=== Short exercise ===
Gather every line in the material below that contains the string "Query" and copy each one in order.

=== Rows from a pointing dataset ===
--------------------------------------------------

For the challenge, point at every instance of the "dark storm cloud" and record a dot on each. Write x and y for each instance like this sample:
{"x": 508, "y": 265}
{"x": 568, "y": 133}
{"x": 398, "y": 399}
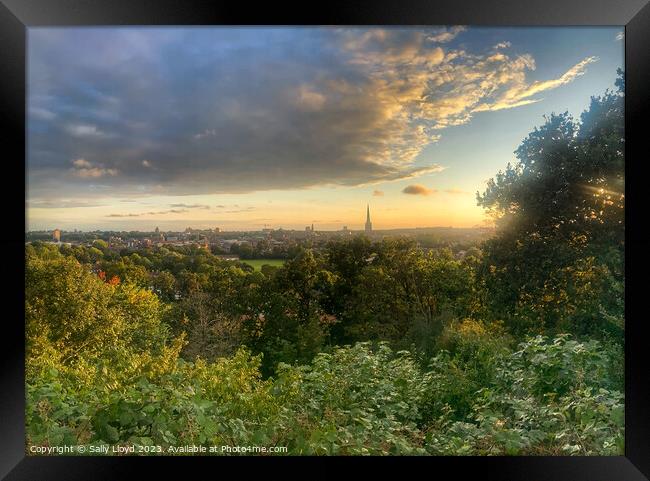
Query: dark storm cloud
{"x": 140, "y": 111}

--------------------------------------------------

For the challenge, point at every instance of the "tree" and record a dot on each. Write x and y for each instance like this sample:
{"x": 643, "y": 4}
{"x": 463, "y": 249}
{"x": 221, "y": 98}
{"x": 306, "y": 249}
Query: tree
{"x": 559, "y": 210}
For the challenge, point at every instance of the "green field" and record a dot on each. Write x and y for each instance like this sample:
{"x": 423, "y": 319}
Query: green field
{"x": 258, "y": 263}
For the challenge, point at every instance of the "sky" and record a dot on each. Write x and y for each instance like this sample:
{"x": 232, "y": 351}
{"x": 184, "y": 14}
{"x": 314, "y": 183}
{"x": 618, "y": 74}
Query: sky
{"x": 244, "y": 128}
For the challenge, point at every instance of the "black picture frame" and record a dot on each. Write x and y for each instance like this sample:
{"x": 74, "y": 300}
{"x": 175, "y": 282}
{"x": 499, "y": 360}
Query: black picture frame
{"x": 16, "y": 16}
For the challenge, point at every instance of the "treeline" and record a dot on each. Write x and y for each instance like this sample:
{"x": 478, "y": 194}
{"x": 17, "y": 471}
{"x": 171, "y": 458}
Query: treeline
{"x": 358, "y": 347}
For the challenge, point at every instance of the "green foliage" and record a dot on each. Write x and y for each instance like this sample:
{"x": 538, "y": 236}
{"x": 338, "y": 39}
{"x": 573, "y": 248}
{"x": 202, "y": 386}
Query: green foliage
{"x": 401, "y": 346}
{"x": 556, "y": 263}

--------------------------------------------------

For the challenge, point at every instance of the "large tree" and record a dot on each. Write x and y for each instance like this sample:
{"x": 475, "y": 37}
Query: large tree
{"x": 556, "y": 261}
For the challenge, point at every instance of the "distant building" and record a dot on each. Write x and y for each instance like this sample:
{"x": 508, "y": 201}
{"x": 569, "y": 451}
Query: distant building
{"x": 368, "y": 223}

--------------------------------------------------

=== Task result ===
Query: dark storm cloud
Query: tree
Query: green field
Query: sky
Query: black picture frame
Query: treeline
Query: green foliage
Query: large tree
Query: distant building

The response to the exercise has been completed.